## ACTIVITY:
Quote, without any change, the line that contains "Expected content: player with" and all lines that follow it to the end of the data below.

## RECORDS SUPPLIED:
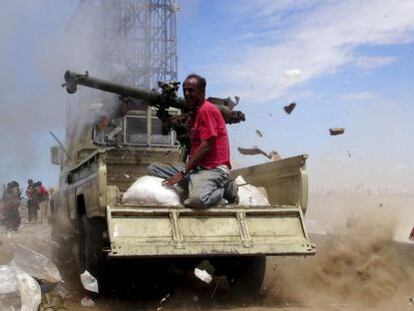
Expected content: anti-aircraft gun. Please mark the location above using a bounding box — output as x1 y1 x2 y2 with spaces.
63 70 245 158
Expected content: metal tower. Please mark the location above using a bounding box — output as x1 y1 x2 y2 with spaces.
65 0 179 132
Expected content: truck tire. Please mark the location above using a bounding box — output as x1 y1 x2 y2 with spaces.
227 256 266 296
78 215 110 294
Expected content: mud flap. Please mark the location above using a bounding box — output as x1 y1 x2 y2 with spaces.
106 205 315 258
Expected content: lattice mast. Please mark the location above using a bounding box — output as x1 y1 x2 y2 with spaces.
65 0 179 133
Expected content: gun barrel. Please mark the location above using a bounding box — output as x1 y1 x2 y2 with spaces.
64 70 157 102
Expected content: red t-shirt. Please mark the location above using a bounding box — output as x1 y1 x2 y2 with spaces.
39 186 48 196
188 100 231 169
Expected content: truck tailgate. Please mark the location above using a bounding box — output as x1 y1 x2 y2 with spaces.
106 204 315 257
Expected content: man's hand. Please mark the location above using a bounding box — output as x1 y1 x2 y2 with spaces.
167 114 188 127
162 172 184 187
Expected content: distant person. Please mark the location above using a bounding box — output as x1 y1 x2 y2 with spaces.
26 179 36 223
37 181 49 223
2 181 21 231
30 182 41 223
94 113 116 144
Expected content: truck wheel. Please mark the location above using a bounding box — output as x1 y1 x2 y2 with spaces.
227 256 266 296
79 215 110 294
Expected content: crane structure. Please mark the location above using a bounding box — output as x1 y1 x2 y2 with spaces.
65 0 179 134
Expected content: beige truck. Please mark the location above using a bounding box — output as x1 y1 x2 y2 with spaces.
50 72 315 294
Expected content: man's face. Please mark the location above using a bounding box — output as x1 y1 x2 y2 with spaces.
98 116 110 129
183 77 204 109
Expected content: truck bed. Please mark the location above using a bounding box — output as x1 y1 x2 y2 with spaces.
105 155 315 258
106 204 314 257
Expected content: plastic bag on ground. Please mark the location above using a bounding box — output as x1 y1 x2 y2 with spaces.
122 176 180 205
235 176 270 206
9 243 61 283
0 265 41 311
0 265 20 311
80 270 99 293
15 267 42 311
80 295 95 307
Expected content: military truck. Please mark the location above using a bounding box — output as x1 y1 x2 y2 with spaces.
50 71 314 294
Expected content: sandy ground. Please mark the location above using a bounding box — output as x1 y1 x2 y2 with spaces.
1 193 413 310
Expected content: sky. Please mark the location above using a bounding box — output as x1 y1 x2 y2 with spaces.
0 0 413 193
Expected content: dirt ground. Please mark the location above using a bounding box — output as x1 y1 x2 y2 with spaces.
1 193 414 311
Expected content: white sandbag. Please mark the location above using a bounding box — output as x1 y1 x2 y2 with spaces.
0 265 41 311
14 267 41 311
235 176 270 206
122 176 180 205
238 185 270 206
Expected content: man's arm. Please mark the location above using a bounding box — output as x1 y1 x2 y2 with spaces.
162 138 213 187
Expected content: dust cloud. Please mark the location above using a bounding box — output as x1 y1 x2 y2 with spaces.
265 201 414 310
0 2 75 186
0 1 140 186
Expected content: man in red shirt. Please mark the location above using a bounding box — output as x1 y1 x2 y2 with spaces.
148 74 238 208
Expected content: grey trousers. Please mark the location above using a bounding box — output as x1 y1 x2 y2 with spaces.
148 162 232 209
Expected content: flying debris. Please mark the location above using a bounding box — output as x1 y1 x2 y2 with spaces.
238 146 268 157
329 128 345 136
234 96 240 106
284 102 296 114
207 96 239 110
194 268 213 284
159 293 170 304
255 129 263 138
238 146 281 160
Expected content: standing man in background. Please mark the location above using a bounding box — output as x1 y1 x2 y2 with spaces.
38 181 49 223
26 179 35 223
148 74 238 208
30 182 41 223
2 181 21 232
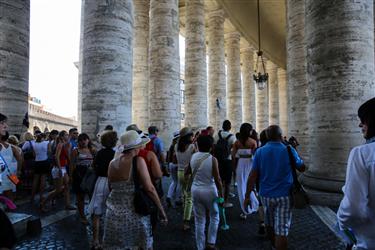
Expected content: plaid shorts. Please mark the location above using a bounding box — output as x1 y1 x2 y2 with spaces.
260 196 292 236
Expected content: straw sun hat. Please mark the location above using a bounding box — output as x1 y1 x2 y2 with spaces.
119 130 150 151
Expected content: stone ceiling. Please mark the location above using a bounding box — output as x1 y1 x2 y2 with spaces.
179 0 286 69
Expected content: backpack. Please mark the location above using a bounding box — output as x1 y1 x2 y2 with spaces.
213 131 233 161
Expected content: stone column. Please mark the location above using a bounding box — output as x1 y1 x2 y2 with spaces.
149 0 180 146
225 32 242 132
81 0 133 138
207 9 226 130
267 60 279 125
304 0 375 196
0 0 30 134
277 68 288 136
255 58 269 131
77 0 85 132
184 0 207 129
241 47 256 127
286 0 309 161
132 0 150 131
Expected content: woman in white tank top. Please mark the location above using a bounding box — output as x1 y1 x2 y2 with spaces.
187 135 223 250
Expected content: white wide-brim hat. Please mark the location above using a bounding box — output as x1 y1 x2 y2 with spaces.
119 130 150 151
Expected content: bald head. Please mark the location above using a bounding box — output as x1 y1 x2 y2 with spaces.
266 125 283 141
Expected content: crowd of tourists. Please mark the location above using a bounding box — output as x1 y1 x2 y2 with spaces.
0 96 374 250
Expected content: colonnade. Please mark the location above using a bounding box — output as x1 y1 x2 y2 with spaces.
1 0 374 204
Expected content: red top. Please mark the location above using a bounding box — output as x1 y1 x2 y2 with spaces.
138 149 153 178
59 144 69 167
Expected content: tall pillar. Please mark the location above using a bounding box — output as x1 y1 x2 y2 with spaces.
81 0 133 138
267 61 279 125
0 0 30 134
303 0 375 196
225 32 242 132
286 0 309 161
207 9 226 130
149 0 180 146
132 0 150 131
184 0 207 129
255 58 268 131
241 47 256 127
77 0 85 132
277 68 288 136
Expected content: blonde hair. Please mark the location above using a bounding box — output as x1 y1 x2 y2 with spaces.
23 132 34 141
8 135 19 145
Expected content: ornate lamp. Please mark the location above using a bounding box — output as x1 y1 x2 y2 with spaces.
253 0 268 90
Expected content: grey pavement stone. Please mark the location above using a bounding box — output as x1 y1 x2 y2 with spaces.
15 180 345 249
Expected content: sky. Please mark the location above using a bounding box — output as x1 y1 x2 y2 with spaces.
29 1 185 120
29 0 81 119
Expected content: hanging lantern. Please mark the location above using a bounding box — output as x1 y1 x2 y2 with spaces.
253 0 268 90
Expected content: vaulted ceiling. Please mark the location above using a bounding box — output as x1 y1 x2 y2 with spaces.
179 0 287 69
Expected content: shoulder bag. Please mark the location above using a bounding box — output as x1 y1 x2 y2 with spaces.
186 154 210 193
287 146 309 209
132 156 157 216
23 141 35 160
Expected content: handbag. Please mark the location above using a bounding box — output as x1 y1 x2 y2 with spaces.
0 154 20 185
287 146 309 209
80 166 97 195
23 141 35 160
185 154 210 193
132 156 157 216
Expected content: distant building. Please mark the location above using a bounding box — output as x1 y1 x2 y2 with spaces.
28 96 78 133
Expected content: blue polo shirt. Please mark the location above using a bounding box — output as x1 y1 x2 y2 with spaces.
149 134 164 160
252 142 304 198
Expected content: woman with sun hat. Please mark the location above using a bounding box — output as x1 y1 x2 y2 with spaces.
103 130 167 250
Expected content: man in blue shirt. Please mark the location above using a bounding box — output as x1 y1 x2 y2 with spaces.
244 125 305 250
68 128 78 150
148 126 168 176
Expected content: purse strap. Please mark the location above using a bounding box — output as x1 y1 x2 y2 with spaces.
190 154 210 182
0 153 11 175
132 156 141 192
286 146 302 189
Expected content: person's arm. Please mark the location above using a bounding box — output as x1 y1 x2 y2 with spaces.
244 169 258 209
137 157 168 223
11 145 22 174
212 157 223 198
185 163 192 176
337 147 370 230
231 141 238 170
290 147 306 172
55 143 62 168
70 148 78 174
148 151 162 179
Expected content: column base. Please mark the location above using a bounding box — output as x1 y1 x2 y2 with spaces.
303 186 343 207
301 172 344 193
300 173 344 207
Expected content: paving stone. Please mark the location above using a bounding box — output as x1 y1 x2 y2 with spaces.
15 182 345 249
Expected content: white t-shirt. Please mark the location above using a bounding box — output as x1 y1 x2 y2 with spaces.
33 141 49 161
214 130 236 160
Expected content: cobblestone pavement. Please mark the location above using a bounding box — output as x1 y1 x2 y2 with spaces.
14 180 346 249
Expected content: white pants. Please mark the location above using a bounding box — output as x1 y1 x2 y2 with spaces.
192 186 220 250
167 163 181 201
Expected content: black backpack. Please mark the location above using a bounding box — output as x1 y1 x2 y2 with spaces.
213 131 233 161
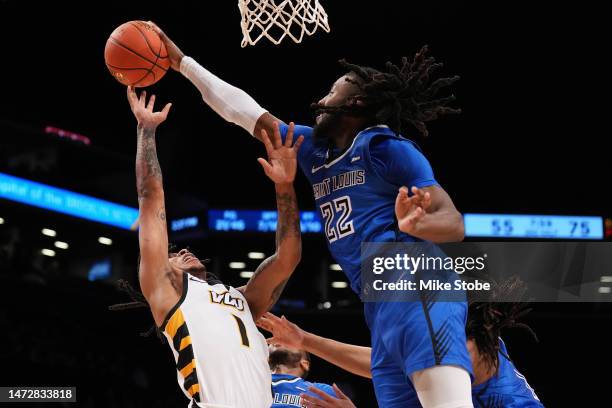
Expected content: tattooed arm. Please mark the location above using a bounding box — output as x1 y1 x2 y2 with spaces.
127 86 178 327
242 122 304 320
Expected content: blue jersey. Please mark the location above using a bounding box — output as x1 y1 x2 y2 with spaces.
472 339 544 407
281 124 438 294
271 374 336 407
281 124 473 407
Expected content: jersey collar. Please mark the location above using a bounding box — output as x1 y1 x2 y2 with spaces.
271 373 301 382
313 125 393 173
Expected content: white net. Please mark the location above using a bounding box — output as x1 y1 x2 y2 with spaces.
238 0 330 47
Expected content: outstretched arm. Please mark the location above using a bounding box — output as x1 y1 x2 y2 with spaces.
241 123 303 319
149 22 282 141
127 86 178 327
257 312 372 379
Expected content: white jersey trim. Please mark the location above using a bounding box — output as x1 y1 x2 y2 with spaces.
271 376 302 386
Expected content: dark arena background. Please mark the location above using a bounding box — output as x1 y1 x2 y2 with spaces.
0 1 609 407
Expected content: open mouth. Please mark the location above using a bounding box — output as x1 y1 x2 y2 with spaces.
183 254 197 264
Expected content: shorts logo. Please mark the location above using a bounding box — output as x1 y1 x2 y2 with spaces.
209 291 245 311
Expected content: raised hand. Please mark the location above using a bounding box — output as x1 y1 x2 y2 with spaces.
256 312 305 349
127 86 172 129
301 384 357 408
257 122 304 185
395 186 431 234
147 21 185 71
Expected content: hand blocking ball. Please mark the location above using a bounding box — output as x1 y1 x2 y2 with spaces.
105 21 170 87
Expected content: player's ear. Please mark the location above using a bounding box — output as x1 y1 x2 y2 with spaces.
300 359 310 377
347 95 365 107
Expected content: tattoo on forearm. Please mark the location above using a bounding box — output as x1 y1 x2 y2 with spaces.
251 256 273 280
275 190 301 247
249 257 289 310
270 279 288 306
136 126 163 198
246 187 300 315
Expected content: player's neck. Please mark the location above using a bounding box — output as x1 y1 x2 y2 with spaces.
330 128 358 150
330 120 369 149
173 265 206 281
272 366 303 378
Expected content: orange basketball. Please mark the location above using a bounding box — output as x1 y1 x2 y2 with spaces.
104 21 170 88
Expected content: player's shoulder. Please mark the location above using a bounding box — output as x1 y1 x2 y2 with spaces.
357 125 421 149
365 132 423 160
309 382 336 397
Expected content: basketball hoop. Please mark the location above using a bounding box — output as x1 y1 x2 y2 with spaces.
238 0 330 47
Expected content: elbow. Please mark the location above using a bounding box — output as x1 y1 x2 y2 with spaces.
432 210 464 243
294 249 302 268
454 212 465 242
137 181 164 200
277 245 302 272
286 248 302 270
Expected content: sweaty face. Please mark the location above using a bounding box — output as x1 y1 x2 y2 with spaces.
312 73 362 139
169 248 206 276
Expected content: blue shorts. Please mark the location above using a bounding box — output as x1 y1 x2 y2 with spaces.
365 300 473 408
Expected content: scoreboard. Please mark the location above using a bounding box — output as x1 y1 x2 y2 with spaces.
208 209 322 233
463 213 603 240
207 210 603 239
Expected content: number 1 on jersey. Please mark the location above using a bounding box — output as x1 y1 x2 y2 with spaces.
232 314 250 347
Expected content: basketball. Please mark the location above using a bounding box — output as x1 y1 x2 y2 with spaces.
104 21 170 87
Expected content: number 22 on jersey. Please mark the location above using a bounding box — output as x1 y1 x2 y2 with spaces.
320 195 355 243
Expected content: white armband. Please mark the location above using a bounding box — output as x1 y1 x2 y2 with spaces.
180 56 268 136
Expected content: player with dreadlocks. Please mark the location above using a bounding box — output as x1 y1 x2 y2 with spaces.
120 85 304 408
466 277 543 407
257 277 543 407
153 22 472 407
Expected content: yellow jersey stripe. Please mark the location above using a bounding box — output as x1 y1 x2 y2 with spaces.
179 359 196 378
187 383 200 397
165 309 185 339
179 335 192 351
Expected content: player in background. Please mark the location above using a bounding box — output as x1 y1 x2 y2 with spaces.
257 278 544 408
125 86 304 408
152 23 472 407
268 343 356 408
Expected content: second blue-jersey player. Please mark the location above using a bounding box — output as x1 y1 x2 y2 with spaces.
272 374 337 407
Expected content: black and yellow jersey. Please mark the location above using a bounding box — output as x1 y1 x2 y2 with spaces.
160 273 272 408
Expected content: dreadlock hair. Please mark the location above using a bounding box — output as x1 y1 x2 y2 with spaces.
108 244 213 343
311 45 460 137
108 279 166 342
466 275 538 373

## RESPONSE BELOW:
Expected content: player with dreadlocks. Please mark the location above using a bounding box — output as x1 y1 x2 y2 with spaces.
120 85 304 408
466 277 543 407
257 277 543 407
153 22 472 407
Expected content: yellow jersey stripe. Please mark the location above using a bounding box — output as x1 y1 x2 y2 with spaces.
179 359 196 378
187 383 200 397
165 309 185 339
179 335 192 351
Expected content: player in background. Please mark the location above using a bounding box — output as x1 y1 x2 y2 with spaces.
257 278 544 408
125 86 304 408
152 23 472 407
268 343 356 408
Expected content: second blue-jersey player. Please mark the location above using a bounding box — output as x1 y1 x2 y2 with spaces.
272 374 337 407
Expected content: black and yellow jersey. Please mark the location above using a bounding box — output as x1 y1 x2 y2 with spaces.
160 273 272 408
Expected content: dreadlock hair. Please mark the location above using a bounding box — output as x1 y1 x2 y2 with spaces.
108 244 213 343
311 45 460 137
108 279 166 342
466 275 538 373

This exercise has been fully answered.